Instructions for the task
Please write the entries out again line for line, shifting every answer coordinate (both x and y) up by 106 and leaving all other wording unchanged. Begin at the first line of the entries and stop after the line that has "point(260, 362)".

#### Records shown

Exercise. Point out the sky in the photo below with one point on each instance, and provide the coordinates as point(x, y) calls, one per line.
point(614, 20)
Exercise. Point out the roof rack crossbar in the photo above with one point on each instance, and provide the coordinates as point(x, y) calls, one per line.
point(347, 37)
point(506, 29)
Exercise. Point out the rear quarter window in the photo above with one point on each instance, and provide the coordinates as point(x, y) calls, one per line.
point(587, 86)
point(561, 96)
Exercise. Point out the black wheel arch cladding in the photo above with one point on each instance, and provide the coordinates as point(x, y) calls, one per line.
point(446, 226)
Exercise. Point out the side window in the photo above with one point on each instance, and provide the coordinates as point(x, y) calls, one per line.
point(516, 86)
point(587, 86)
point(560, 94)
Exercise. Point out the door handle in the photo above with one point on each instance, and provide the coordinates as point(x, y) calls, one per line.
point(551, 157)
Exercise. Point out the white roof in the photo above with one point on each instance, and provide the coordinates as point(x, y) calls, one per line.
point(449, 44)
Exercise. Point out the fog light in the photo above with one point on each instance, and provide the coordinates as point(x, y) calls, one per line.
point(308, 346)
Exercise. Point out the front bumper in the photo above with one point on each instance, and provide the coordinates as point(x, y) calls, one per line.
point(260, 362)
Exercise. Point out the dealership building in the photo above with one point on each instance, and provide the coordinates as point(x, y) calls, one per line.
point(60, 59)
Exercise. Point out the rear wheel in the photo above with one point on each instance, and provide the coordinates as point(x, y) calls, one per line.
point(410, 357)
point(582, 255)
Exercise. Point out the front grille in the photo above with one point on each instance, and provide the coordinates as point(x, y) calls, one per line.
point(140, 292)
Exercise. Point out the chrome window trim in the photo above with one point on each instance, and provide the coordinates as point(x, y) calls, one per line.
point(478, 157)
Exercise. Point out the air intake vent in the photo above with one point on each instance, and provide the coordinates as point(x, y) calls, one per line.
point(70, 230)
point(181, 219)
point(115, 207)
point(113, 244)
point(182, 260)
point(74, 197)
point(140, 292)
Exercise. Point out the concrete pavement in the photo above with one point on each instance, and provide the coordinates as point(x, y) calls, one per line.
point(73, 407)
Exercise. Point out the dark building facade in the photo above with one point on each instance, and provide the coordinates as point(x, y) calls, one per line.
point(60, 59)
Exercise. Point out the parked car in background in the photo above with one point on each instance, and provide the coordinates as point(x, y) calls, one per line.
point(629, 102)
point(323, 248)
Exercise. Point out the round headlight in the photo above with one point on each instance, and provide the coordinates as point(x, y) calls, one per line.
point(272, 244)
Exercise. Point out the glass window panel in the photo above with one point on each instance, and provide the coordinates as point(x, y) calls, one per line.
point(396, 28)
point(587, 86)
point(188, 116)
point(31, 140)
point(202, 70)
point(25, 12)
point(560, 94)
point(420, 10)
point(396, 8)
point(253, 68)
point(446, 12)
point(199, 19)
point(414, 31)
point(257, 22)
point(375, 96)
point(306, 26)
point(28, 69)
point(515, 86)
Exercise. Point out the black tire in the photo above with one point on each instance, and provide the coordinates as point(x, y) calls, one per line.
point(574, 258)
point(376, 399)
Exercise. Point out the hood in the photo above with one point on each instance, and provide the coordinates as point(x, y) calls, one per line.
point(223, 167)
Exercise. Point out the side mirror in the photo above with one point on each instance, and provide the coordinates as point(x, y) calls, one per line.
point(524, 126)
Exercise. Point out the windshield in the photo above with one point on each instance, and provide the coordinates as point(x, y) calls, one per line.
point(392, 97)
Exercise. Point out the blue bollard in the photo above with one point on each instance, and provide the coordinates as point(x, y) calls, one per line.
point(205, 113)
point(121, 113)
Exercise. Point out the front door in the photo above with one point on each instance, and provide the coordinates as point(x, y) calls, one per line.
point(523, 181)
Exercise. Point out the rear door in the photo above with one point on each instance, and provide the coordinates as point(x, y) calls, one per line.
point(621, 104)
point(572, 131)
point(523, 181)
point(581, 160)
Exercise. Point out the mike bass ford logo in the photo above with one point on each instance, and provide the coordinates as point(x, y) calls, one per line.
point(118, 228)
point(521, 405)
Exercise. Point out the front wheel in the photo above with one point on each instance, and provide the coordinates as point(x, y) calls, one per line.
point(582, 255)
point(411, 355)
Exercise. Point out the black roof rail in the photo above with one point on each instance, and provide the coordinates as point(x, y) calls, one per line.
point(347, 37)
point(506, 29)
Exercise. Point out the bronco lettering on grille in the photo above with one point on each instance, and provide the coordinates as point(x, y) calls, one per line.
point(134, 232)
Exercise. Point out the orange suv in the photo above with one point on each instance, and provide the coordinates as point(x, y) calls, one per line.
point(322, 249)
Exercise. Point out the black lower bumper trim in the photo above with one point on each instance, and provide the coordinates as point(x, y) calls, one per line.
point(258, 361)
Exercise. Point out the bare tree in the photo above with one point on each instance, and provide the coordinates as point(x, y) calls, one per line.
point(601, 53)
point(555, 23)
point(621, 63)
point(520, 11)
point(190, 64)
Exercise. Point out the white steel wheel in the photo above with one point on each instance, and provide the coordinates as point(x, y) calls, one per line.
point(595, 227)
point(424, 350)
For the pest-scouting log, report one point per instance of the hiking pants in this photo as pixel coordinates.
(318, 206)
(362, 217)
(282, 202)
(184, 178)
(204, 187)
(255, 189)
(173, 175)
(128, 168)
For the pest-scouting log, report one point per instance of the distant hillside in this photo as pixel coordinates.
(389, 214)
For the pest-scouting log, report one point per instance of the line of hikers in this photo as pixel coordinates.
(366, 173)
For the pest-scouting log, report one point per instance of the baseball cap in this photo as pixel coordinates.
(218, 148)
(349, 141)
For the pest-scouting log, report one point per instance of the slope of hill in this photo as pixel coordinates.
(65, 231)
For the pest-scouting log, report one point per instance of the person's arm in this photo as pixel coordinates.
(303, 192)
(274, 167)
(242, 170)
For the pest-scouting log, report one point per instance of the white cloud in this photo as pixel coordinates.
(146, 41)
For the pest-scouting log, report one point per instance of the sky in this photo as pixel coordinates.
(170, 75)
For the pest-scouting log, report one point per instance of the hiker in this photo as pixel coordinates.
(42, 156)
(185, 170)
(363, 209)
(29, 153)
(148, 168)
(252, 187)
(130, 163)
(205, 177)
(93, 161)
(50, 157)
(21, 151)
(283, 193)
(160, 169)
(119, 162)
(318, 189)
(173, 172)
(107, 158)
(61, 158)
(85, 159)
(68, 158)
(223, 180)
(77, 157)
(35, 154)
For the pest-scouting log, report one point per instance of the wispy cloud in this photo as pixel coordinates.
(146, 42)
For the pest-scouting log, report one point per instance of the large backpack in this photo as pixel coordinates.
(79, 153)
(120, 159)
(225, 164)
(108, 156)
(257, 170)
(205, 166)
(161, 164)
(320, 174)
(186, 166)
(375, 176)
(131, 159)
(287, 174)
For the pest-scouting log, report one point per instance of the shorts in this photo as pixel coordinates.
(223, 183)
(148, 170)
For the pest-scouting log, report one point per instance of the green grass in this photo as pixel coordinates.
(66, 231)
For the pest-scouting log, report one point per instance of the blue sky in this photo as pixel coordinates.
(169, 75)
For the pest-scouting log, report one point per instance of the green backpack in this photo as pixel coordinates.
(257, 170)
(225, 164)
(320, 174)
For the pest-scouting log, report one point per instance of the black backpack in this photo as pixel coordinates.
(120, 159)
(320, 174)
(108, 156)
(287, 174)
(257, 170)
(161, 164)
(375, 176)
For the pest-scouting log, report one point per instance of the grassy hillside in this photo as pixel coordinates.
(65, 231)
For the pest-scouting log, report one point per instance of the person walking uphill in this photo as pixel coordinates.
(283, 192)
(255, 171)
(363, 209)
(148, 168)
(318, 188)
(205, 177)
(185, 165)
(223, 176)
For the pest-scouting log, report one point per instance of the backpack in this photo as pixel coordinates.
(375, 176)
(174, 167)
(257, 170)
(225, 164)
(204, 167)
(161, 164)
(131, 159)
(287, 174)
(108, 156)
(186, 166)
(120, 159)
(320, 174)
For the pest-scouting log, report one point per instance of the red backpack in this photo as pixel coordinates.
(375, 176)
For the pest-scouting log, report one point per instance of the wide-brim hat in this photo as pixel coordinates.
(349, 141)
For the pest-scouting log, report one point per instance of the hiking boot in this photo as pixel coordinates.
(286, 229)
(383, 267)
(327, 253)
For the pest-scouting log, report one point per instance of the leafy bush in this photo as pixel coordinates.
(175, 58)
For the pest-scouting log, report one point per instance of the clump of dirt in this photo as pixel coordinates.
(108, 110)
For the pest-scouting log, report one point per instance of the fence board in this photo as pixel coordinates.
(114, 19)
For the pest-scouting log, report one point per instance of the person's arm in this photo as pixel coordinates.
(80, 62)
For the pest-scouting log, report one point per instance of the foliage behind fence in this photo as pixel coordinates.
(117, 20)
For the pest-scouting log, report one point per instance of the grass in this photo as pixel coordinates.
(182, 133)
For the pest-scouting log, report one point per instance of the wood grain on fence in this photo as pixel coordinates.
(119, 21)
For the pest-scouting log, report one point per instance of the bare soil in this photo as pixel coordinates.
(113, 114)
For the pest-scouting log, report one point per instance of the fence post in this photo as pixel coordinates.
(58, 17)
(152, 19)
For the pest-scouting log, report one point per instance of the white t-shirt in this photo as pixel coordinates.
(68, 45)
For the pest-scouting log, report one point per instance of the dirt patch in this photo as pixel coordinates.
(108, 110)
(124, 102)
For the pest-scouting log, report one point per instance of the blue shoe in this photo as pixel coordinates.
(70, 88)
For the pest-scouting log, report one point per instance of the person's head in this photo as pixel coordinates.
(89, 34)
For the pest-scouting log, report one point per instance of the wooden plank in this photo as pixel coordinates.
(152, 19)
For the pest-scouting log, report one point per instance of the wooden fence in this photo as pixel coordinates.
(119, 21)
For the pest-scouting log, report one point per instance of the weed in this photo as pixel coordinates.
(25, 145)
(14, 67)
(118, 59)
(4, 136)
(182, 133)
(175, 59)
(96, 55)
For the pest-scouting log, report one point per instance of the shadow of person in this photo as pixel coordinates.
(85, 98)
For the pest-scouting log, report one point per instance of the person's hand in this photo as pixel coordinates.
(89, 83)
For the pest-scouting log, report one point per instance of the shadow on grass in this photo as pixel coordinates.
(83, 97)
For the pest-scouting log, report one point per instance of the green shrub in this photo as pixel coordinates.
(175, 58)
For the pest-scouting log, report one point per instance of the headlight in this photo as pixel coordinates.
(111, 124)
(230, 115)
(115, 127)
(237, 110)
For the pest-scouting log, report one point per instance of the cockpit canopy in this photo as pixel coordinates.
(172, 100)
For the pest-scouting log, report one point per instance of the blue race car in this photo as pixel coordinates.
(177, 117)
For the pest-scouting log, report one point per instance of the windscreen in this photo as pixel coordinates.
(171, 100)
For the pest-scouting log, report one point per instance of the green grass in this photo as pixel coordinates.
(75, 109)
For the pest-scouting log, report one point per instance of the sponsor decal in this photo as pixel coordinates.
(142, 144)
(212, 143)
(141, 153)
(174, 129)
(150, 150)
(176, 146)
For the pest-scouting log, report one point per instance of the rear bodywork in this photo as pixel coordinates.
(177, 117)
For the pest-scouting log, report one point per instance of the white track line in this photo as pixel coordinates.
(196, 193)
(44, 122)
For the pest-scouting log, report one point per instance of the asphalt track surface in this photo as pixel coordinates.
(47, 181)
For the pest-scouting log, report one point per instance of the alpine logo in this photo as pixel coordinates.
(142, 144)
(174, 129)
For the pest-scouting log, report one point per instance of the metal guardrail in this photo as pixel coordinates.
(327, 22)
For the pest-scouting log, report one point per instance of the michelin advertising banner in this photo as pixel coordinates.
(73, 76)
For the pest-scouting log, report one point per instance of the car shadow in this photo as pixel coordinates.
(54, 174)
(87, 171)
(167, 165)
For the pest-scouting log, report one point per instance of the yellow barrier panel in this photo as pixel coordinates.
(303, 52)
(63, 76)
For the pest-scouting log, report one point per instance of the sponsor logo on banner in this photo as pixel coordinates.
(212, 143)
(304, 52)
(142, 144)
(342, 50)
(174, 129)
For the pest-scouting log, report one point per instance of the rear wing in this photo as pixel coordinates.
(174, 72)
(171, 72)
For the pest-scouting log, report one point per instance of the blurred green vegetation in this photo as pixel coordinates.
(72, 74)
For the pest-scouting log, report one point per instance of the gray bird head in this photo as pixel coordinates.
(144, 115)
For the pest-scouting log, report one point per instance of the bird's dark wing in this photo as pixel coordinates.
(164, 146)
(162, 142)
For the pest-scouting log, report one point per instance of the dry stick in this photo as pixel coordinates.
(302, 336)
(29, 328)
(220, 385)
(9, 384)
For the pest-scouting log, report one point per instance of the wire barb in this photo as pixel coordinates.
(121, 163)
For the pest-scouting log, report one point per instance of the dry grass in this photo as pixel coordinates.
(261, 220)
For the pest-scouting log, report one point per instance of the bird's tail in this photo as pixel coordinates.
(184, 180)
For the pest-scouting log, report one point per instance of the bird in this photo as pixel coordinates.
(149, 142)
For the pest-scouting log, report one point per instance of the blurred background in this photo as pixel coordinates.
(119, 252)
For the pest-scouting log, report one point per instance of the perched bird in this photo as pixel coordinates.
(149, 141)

########

Final result
Exercise. Point out the sky in the photo below with one point on each instance, and provide the coordinates as point(x, y) calls, one per line.
point(720, 126)
Exercise. Point out the roof rack crossbar in the photo above with one point on each instance, and provide the coordinates as point(x, y) calls, one per line.
point(453, 143)
point(612, 135)
Exercise. Point out the rear quarter window in the photo above with one point on each instance, and provide the coordinates as point(x, y) calls, one per line.
point(693, 192)
point(667, 202)
Exercise. Point out the black wheel arch cladding in the photo above with one point on each instance, and provide the coordinates as point(x, y) calls, one per line.
point(552, 332)
Exercise. Point out the side window in the photo above with one point on each instance, and provide the coordinates as point(x, y) calls, one per line.
point(622, 192)
point(693, 192)
point(666, 200)
Exercise. Point out the door handle in the photo above with one point on each instance, and provide the coordinates as point(x, y) calls, one per line.
point(657, 263)
Exercise. Point out the white roof in the photo above with one point on each instance, and provide the coordinates as point(x, y) calls, one per line.
point(555, 150)
Exercise. Point out the fog light in the photo above with one point on each instance, and provide the coordinates as point(x, y) calls, one per line.
point(414, 452)
Exercise. Point out the front bumper in the photo above with one point on each instance, and provide the coordinates as point(x, y) calls, one per line.
point(366, 468)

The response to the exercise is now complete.